- INSTRUCTIONS TO FOLLOW
Identify each line in the material below that contains the string "window" and copy those lines in full. Uppercase and lowercase letters count as different.

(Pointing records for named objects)

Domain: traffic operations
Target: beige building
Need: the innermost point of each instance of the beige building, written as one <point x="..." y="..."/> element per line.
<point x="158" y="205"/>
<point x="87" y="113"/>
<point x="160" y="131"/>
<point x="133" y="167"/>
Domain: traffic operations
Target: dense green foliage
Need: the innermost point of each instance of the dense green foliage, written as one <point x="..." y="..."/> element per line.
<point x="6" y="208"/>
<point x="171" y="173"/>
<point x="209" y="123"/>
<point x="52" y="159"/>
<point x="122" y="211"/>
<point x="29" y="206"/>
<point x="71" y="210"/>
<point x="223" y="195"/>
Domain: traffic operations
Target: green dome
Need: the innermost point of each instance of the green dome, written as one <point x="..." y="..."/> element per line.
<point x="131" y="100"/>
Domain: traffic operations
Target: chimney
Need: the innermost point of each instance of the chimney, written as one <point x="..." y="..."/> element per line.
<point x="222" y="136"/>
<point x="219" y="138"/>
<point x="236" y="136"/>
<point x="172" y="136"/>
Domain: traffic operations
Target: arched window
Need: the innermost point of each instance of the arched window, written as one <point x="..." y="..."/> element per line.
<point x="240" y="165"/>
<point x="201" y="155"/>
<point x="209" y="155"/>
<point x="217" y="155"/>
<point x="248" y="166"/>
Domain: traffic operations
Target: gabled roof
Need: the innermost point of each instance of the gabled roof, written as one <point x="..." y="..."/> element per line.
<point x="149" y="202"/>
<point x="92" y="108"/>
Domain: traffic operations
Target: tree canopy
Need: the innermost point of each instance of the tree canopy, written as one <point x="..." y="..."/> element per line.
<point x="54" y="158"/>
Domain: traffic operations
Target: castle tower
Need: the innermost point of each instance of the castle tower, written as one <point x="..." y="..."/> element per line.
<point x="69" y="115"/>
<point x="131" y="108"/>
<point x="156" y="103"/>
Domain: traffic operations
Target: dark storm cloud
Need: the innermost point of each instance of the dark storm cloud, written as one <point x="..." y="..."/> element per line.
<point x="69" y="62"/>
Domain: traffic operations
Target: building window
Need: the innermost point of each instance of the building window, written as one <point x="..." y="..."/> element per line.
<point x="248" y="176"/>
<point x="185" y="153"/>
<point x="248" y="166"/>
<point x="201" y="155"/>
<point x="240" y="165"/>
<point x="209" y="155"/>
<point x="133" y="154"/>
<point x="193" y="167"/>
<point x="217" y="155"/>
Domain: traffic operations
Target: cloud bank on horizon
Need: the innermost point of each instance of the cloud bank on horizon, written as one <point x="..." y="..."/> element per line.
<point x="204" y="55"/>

- FINISHED EXERCISE
Target: arched window
Need: the innermost point of each instance of the arched window, written as one <point x="..." y="..."/> element per line.
Target: building window
Need: the innermost point of each instance of the building window, written as one <point x="..." y="..."/> element per line.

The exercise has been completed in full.